### [Yazılı talimat]
Kaynak metnin "İnsanlar kendilerini kanıtlama" sözleriyle başlayıp "o zaten üzgün." sözlerine kadar süren bölümünü, bu son sözler de dahil olmak üzere hiç değiştirmeden yazın.

### [Kaynak]
<<<<

İşe yeni başlayanın kendini kanıtlama süreci

İnsanlar kendilerini kanıtlama yöntemi olarak sağa sola çıldırmış gibi revize yağdırmayı seçiyorlar. Biz sizi uyaralım, bunu yapmayın. Kendini kanıtlama isteği o kadar güçlü boyutlara ulaşabilir ki “Tüm devrik cümleleri düzeltin! Blogumuzda devrik cümle olmasın!” gibi bir revize veriyorken bulabilirsiniz kendinizi. Fakat bunun işe yaramayacağını kendinize hatırlatın, derin nefesler alın ve sizi zaten işe almış, belli bir ücrette anlaşmış firma için saçma sapan kendinizi kanıtlama çabalarına girmeyin. Zaten sizi işe almışlar işte, daha ne olsun?

Yazarlar üzgün diyorduk

Yazı yazan, yeteneği olan ve size bazı önerilerle gelip, ortaya gerçekten emek vererek bir iş çıkaran yazarları kısıtlamayın. Yazılar konusunda elbette belirli bir kural çerçevesinde yol alınır ama bir insanın hayal gücünü, esprilerini, hüzünlerini ve aklından geçenleri silip atmamalısınız. Çünkü o bir yazar, o zaten üzgün.

>>>>

### [Veri satırları]

<<<<

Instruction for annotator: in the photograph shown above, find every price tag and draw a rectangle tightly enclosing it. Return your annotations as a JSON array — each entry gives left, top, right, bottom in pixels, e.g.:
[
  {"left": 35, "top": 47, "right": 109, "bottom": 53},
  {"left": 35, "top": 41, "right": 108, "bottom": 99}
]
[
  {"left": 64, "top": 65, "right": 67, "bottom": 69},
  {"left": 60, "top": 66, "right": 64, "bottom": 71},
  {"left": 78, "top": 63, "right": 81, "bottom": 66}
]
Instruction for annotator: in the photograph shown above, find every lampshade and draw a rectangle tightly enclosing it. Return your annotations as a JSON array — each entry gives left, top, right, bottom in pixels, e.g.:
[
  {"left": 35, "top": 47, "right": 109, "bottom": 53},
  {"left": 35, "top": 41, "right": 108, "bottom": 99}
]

>>>>
<<<<

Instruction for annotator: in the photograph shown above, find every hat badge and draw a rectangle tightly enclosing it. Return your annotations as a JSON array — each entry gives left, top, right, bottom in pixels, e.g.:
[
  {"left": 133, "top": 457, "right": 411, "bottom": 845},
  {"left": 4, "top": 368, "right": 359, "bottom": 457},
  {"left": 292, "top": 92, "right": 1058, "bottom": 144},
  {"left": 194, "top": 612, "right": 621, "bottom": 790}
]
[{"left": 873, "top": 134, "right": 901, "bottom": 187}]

>>>>

### [Sorunun çözümü]
İnsanlar kendilerini kanıtlama yöntemi olarak sağa sola çıldırmış gibi revize yağdırmayı seçiyorlar. Biz sizi uyaralım, bunu yapmayın. Kendini kanıtlama isteği o kadar güçlü boyutlara ulaşabilir ki “Tüm devrik cümleleri düzeltin! Blogumuzda devrik cümle olmasın!” gibi bir revize veriyorken bulabilirsiniz kendinizi. Fakat bunun işe yaramayacağını kendinize hatırlatın, derin nefesler alın ve sizi zaten işe almış, belli bir ücrette anlaşmış firma için saçma sapan kendinizi kanıtlama çabalarına girmeyin. Zaten sizi işe almışlar işte, daha ne olsun?

Yazarlar üzgün diyorduk

Yazı yazan, yeteneği olan ve size bazı önerilerle gelip, ortaya gerçekten emek vererek bir iş çıkaran yazarları kısıtlamayın. Yazılar konusunda elbette belirli bir kural çerçevesinde yol alınır ama bir insanın hayal gücünü, esprilerini, hüzünlerini ve aklından geçenleri silip atmamalısınız. Çünkü o bir yazar, o zaten üzgün.